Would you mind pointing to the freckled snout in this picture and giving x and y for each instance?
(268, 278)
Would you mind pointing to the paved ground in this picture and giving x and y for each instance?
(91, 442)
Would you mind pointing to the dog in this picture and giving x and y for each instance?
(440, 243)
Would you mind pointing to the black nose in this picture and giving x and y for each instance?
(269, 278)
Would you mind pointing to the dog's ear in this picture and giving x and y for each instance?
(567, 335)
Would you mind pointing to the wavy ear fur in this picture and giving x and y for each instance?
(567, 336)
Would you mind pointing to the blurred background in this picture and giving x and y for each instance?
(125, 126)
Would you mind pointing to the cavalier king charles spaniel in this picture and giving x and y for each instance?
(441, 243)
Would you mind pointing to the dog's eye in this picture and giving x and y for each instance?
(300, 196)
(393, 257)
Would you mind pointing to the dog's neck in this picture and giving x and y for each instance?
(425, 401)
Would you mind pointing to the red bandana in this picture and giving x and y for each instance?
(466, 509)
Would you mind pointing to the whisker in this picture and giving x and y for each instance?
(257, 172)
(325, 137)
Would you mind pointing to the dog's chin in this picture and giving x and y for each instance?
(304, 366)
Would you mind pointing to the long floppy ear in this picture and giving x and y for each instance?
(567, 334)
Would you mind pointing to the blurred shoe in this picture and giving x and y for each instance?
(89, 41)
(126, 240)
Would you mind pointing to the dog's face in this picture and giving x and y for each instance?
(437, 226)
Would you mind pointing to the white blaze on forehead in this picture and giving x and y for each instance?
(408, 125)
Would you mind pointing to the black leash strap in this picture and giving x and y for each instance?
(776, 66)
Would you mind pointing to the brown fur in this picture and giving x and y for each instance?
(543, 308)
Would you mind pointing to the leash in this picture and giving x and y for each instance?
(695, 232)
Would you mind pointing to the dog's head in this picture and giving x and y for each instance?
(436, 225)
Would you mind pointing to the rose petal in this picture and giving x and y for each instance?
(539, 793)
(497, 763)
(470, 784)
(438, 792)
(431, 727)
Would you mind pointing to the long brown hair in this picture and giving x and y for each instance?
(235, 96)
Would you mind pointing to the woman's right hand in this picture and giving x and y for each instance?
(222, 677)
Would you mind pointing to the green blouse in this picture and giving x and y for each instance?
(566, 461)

PROMPT -> Rewrite every item above as a numbered list, and leave out any blank lines.

ANSWER IN FULL ->
1. Would you mind pointing to the freckled snout in this picture and giving x and y for each instance?
2. (268, 278)
3. Would you mind pointing to the paved ground in this picture and giving x and y for each instance?
4. (91, 442)
5. Would you mind pointing to the dog in this picture and giving x and y for each instance?
6. (440, 243)
7. Would you mind pointing to the black nose in this picture and giving x and y for each instance?
8. (269, 278)
9. Would you mind pointing to the dog's ear in this picture and giving x and y for each instance?
10. (567, 335)
11. Would you mind pointing to the wavy ear fur in this picture and giving x and y for each instance?
12. (567, 336)
13. Would you mind pointing to the blurred background in this picture and giving x and y for each instance?
14. (125, 126)
15. Would you mind pointing to the cavalier king charles spaniel in this picture and giving x and y for each instance?
16. (441, 243)
17. Would you mind pointing to the dog's eye in this picture and giving x and y for each instance?
18. (300, 196)
19. (393, 257)
20. Would you mind pointing to the dog's neck in this picture and giving x and y for each instance?
21. (425, 401)
22. Would you mind pointing to the red bandana in this picture and giving x and y for each instance?
23. (466, 509)
24. Would you mind pointing to the whisker in this picture and giving x and y for each instance?
25. (257, 172)
26. (325, 137)
27. Would you mind pointing to the dog's chin in this picture and giving x and y for each instance?
28. (304, 366)
29. Would you mind pointing to the long floppy ear in this picture and giving x and y for each instance?
30. (567, 334)
31. Would you mind pointing to the blurred shoe in this picture and giving x and y for each instance?
32. (89, 41)
33. (126, 240)
34. Would you mind pointing to the dog's face in this picture and giving x and y for each instance?
35. (437, 226)
36. Would you mind pointing to the white blaze on forehead in this picture and giving x and y for each instance?
37. (408, 125)
38. Would you mind pointing to the black leash strap in this picture and giving x and y for each instance?
39. (776, 66)
40. Would you mind pointing to the brown fur in this picture and giving x and y for each instance?
41. (543, 308)
42. Would you mind pointing to the leash in this picture and giving x and y for each instance?
43. (695, 232)
44. Would you mind pointing to the dog's head in this picture and giving x and y for each instance?
45. (436, 225)
46. Would you mind pointing to the rose petal in this picture and giving x and y for each instance?
47. (539, 793)
48. (497, 763)
49. (470, 784)
50. (438, 792)
51. (431, 727)
52. Would you mind pointing to the long brown hair in this picture and giving x and y for each instance?
53. (235, 96)
54. Would you mind pointing to the woman's right hand in this picture and giving x and y for each instance?
55. (222, 677)
56. Would you mind pointing to the green blouse in this picture and giving x and y for each instance?
57. (566, 461)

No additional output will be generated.